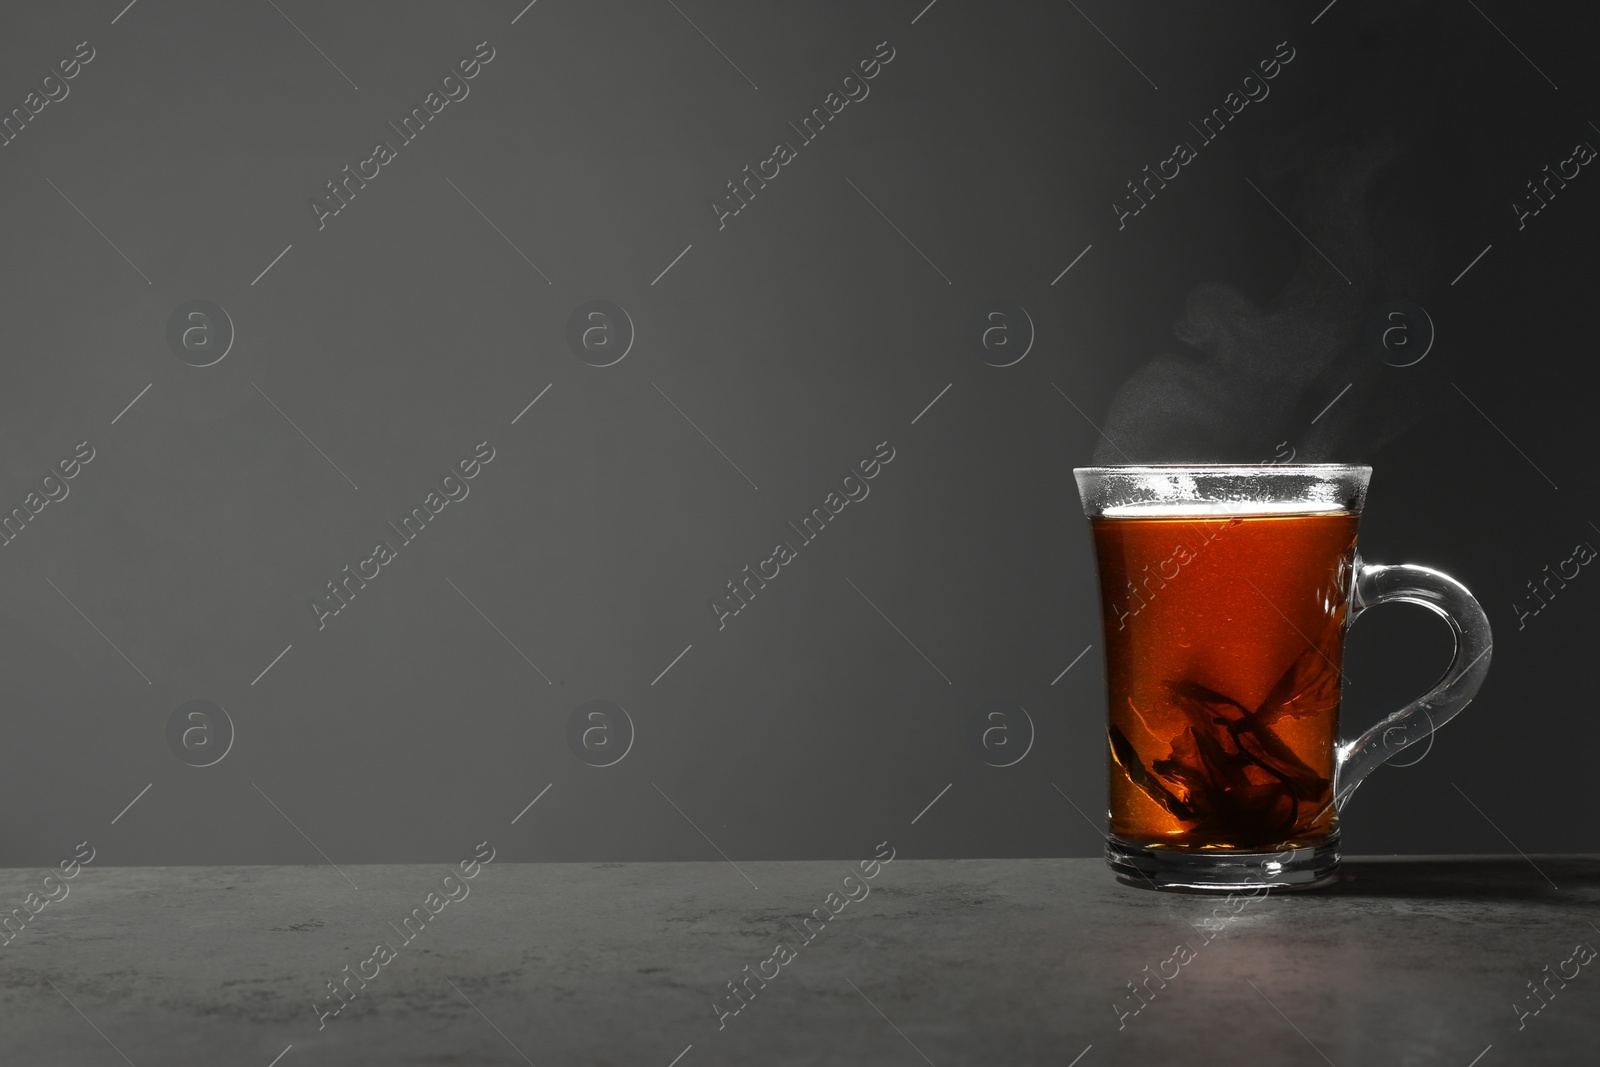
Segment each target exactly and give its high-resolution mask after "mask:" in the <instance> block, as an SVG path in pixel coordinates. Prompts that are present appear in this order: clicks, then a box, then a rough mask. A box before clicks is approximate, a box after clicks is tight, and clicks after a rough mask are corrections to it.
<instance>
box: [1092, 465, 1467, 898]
mask: <svg viewBox="0 0 1600 1067" xmlns="http://www.w3.org/2000/svg"><path fill="white" fill-rule="evenodd" d="M1371 474H1373V470H1371V467H1360V466H1347V464H1208V466H1160V464H1157V466H1133V464H1130V466H1126V467H1077V469H1075V470H1074V477H1075V478H1077V483H1078V494H1080V496H1082V498H1083V514H1085V515H1086V517H1088V520H1090V528H1091V531H1093V539H1094V552H1096V555H1098V563H1099V577H1101V608H1102V622H1104V630H1106V646H1104V648H1106V681H1107V685H1106V693H1107V709H1106V747H1107V758H1109V763H1110V805H1109V811H1107V830H1109V832H1107V835H1106V862H1107V864H1110V867H1112V870H1115V872H1117V877H1118V878H1120V880H1123V881H1126V883H1130V885H1147V886H1152V888H1171V889H1214V891H1234V889H1238V888H1242V886H1267V888H1274V886H1283V888H1309V886H1315V885H1325V883H1328V881H1331V880H1333V878H1334V877H1336V875H1338V867H1339V825H1338V819H1339V809H1341V808H1342V806H1344V805H1346V803H1347V801H1349V800H1350V795H1352V793H1354V792H1355V787H1357V785H1360V784H1362V781H1363V779H1365V777H1366V776H1368V774H1371V773H1373V769H1376V768H1378V766H1381V765H1382V763H1384V761H1386V760H1389V758H1390V757H1394V755H1395V753H1398V752H1403V750H1411V745H1413V744H1416V742H1419V741H1424V739H1429V737H1432V734H1434V731H1435V729H1438V728H1440V726H1442V725H1445V723H1446V721H1450V720H1451V718H1453V717H1454V715H1456V713H1458V712H1461V709H1462V707H1466V705H1467V702H1469V701H1472V696H1474V693H1477V689H1478V686H1480V685H1482V683H1483V675H1485V673H1486V672H1488V665H1490V649H1491V646H1493V645H1491V638H1490V622H1488V616H1485V614H1483V608H1482V606H1480V605H1478V601H1477V600H1474V598H1472V593H1469V592H1467V590H1466V589H1464V587H1462V585H1461V582H1458V581H1456V579H1453V577H1450V576H1448V574H1442V573H1438V571H1435V569H1432V568H1427V566H1414V565H1410V563H1398V565H1387V563H1368V561H1365V560H1362V558H1360V555H1358V553H1357V550H1355V525H1357V522H1358V520H1360V515H1362V507H1363V506H1365V501H1366V483H1368V480H1370V478H1371ZM1394 601H1405V603H1414V605H1421V606H1424V608H1427V609H1429V611H1432V613H1435V614H1437V616H1440V617H1442V619H1445V622H1448V624H1450V629H1451V633H1453V635H1454V638H1456V640H1454V645H1456V649H1454V656H1453V657H1451V662H1450V665H1448V667H1446V669H1445V673H1443V677H1440V680H1438V681H1437V683H1435V685H1434V686H1432V688H1430V689H1429V691H1427V693H1424V694H1422V696H1421V697H1418V699H1414V701H1411V702H1410V704H1406V705H1405V707H1402V709H1400V710H1397V712H1394V713H1392V715H1389V717H1386V718H1382V720H1381V721H1378V725H1374V726H1370V728H1368V729H1366V731H1363V733H1362V734H1360V736H1358V737H1355V739H1354V741H1341V739H1339V696H1341V683H1342V681H1346V677H1344V670H1342V662H1344V635H1346V630H1347V629H1349V625H1350V624H1354V622H1355V619H1358V617H1360V616H1362V613H1363V611H1366V609H1368V608H1371V606H1374V605H1381V603H1394Z"/></svg>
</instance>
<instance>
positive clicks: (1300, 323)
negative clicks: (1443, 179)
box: [1094, 5, 1504, 464]
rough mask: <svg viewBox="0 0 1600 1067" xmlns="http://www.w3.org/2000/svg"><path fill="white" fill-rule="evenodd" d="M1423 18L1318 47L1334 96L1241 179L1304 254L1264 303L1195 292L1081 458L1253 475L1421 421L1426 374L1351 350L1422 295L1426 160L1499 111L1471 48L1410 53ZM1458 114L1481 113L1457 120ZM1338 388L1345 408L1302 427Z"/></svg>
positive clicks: (1430, 244) (1214, 294)
mask: <svg viewBox="0 0 1600 1067" xmlns="http://www.w3.org/2000/svg"><path fill="white" fill-rule="evenodd" d="M1397 8H1398V5H1397ZM1430 11H1432V8H1430V6H1422V5H1406V6H1405V8H1403V13H1400V14H1395V13H1384V14H1381V16H1378V21H1376V22H1371V24H1366V26H1365V27H1357V30H1355V32H1357V34H1358V40H1357V42H1355V43H1354V45H1349V46H1341V45H1334V43H1333V42H1328V43H1326V46H1328V48H1330V51H1328V53H1325V54H1341V61H1346V66H1344V67H1342V69H1344V70H1349V78H1347V82H1346V83H1342V85H1338V83H1336V85H1330V86H1326V88H1328V90H1330V91H1328V101H1330V104H1328V107H1326V109H1325V110H1323V114H1320V115H1317V117H1315V118H1314V120H1312V122H1307V123H1306V125H1304V126H1301V128H1299V130H1298V131H1294V133H1293V134H1290V136H1288V138H1283V139H1282V141H1278V142H1277V144H1274V146H1270V147H1269V149H1267V150H1266V152H1262V154H1259V160H1258V173H1256V174H1253V176H1251V179H1253V181H1254V184H1256V186H1258V187H1259V189H1261V192H1264V194H1266V195H1267V197H1270V198H1272V202H1274V203H1275V205H1277V206H1278V208H1282V210H1283V211H1285V214H1288V216H1290V218H1291V219H1293V221H1294V226H1296V227H1298V229H1299V230H1301V232H1302V234H1304V235H1306V238H1309V242H1310V243H1306V242H1304V240H1301V238H1299V237H1296V235H1294V234H1293V232H1291V230H1288V227H1283V229H1285V234H1286V237H1288V238H1293V240H1296V242H1299V243H1301V248H1302V250H1304V254H1302V258H1301V261H1299V266H1298V269H1296V270H1294V274H1293V275H1291V277H1290V278H1288V280H1286V283H1285V285H1283V288H1282V291H1280V293H1278V294H1277V296H1275V298H1274V299H1270V301H1269V302H1266V304H1256V302H1254V301H1251V299H1250V298H1248V296H1246V294H1245V293H1243V291H1240V290H1238V288H1237V286H1234V285H1229V283H1226V282H1202V283H1198V285H1195V288H1194V290H1190V291H1189V296H1187V299H1186V301H1184V309H1182V314H1181V317H1179V318H1178V320H1176V323H1174V325H1173V336H1174V338H1176V339H1178V341H1179V342H1181V344H1182V346H1184V347H1186V349H1187V350H1186V352H1176V354H1163V355H1158V357H1157V358H1154V360H1152V362H1150V363H1147V365H1146V366H1144V368H1141V370H1139V371H1136V373H1134V374H1133V376H1131V378H1130V379H1128V381H1126V382H1125V384H1123V386H1122V389H1120V390H1118V392H1117V394H1115V397H1114V398H1112V403H1110V411H1109V414H1107V418H1106V421H1104V422H1102V424H1101V426H1102V429H1104V434H1102V437H1101V438H1099V442H1098V445H1096V450H1094V462H1098V464H1120V462H1267V461H1270V459H1272V458H1274V446H1275V445H1277V443H1278V442H1288V443H1290V445H1291V446H1293V448H1294V450H1296V454H1294V461H1296V462H1326V461H1341V462H1347V461H1358V459H1365V458H1366V456H1370V453H1373V451H1376V450H1378V448H1379V446H1381V445H1384V443H1386V442H1387V440H1390V438H1392V437H1395V435H1398V434H1400V432H1402V430H1405V429H1406V427H1408V426H1410V424H1413V422H1416V421H1418V419H1421V418H1422V414H1424V413H1426V406H1427V403H1430V400H1427V402H1424V400H1422V397H1424V395H1427V397H1432V394H1434V392H1435V390H1434V389H1427V390H1424V389H1421V387H1422V386H1424V384H1427V382H1429V381H1430V379H1432V378H1434V370H1432V368H1426V365H1424V368H1418V370H1413V371H1410V374H1408V376H1406V374H1403V373H1402V371H1395V370H1392V368H1386V365H1384V362H1382V360H1381V358H1379V355H1378V354H1374V352H1373V350H1371V349H1370V346H1368V342H1366V323H1368V317H1370V315H1373V312H1374V310H1376V309H1378V307H1379V306H1381V304H1386V302H1387V301H1394V299H1406V301H1414V302H1419V304H1424V306H1426V304H1427V301H1429V299H1430V294H1432V296H1434V298H1437V293H1438V288H1440V286H1442V283H1440V280H1438V277H1437V274H1438V270H1437V266H1435V262H1434V254H1432V253H1434V246H1435V245H1437V243H1438V235H1437V230H1438V226H1437V221H1438V218H1442V216H1443V214H1445V206H1442V198H1440V195H1438V189H1437V178H1438V171H1437V163H1438V160H1442V158H1458V155H1456V152H1453V150H1451V149H1456V147H1458V146H1459V144H1461V142H1462V141H1464V139H1467V138H1469V136H1472V130H1470V128H1467V126H1469V123H1482V122H1483V117H1485V112H1486V110H1498V109H1496V107H1494V106H1493V104H1485V99H1486V98H1488V96H1490V94H1491V93H1502V96H1501V102H1504V86H1502V85H1496V83H1493V82H1491V78H1490V77H1488V75H1486V74H1485V64H1482V62H1480V51H1482V50H1480V48H1475V46H1464V45H1462V42H1459V40H1453V42H1450V43H1448V46H1434V48H1432V51H1426V50H1419V48H1418V46H1416V42H1418V40H1426V38H1427V35H1426V34H1419V30H1421V29H1422V27H1426V26H1427V24H1429V22H1434V24H1435V26H1437V22H1435V21H1434V16H1432V14H1430ZM1400 22H1405V24H1403V26H1402V24H1400ZM1352 54H1354V56H1357V59H1355V61H1350V56H1352ZM1464 96H1470V98H1472V99H1464ZM1472 107H1480V109H1483V110H1478V114H1477V115H1475V117H1472V118H1467V117H1466V115H1464V112H1466V110H1469V109H1472ZM1214 162H1216V163H1219V165H1224V166H1226V165H1227V162H1226V160H1224V158H1218V160H1214ZM1451 181H1453V182H1454V184H1456V186H1458V187H1456V189H1454V190H1453V194H1454V195H1456V198H1458V200H1459V198H1461V192H1462V190H1461V189H1459V186H1461V182H1462V181H1466V182H1470V184H1477V186H1482V184H1483V182H1485V179H1483V178H1480V176H1474V178H1467V179H1462V178H1461V176H1459V174H1451ZM1472 198H1474V200H1477V197H1472ZM1259 206H1261V210H1262V211H1270V208H1269V206H1267V203H1261V205H1259ZM1448 208H1450V211H1451V214H1456V213H1459V211H1461V208H1459V205H1448ZM1474 210H1478V211H1485V208H1480V206H1477V205H1475V206H1474ZM1310 245H1315V250H1314V248H1312V246H1310ZM1451 251H1454V250H1451ZM1334 264H1336V266H1334ZM1397 376H1398V378H1397ZM1347 382H1354V387H1352V389H1350V392H1349V395H1346V397H1344V398H1342V400H1341V402H1339V403H1338V405H1334V406H1333V408H1331V410H1330V411H1328V413H1326V414H1325V416H1322V418H1317V416H1318V410H1320V408H1323V405H1326V402H1328V400H1330V398H1333V397H1334V395H1336V394H1338V392H1339V390H1341V389H1342V387H1344V386H1346V384H1347ZM1314 418H1315V419H1317V421H1315V424H1314V422H1312V419H1314Z"/></svg>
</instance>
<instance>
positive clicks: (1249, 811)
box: [1093, 514, 1357, 851]
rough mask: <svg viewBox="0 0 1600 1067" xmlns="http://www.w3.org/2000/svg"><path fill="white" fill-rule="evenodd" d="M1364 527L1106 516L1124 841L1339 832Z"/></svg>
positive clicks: (1109, 642)
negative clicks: (1340, 680)
mask: <svg viewBox="0 0 1600 1067" xmlns="http://www.w3.org/2000/svg"><path fill="white" fill-rule="evenodd" d="M1355 525H1357V517H1355V515H1338V514H1334V515H1232V517H1229V515H1216V514H1213V515H1203V517H1163V518H1096V520H1093V531H1094V547H1096V552H1098V553H1099V566H1101V585H1102V606H1104V621H1106V665H1107V683H1109V696H1110V715H1109V718H1107V734H1109V742H1110V832H1112V833H1114V835H1115V837H1118V838H1122V840H1123V841H1126V843H1131V845H1144V846H1165V848H1208V849H1246V851H1266V849H1278V848H1294V846H1301V845H1314V843H1318V841H1322V840H1325V838H1326V837H1328V835H1330V832H1331V830H1333V827H1334V819H1336V814H1334V808H1333V769H1334V768H1333V765H1334V744H1336V739H1338V736H1339V661H1341V656H1342V645H1344V622H1346V606H1347V601H1349V589H1347V587H1349V577H1350V565H1352V561H1354V555H1355Z"/></svg>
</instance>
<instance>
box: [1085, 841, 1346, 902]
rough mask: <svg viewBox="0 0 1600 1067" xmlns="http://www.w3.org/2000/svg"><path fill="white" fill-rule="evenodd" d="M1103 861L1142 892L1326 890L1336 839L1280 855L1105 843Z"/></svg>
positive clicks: (1207, 892)
mask: <svg viewBox="0 0 1600 1067" xmlns="http://www.w3.org/2000/svg"><path fill="white" fill-rule="evenodd" d="M1106 862H1107V864H1109V865H1110V869H1112V870H1114V872H1115V873H1117V880H1118V881H1122V883H1125V885H1131V886H1138V888H1141V889H1195V891H1202V893H1234V891H1238V889H1262V888H1264V889H1310V888H1314V886H1322V885H1328V883H1330V881H1333V880H1334V877H1336V875H1338V870H1339V835H1338V833H1334V835H1333V837H1330V838H1328V840H1326V841H1323V843H1320V845H1310V846H1306V848H1291V849H1285V851H1280V853H1227V851H1206V853H1202V851H1186V853H1179V851H1174V849H1166V848H1142V846H1139V845H1128V843H1126V841H1118V840H1117V838H1107V840H1106Z"/></svg>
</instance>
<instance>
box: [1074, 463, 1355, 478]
mask: <svg viewBox="0 0 1600 1067" xmlns="http://www.w3.org/2000/svg"><path fill="white" fill-rule="evenodd" d="M1146 470H1147V472H1150V474H1178V472H1198V474H1210V472H1219V474H1222V472H1240V470H1304V472H1310V474H1322V472H1326V474H1333V472H1350V474H1354V472H1360V470H1365V472H1366V474H1368V475H1371V472H1373V469H1371V466H1370V464H1333V462H1326V464H1285V462H1278V464H1275V462H1259V464H1099V466H1094V467H1074V469H1072V474H1075V475H1077V474H1139V472H1146Z"/></svg>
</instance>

• ASSIGNMENT: Copy the data word for word, from the start through the line that contains "box: [1092, 465, 1467, 898]", and leave out the picture.

• RESULT:
Segment each target exactly and give its high-resolution mask after "mask:" in the <instance> block, as an SVG path in pixel coordinates. Prompts that are present appear in this order: clicks, then a box, then a rough mask. A box before clicks is approximate, a box after clicks is tight, and clicks after a rough mask are corrections to it.
<instance>
box: [1092, 465, 1467, 898]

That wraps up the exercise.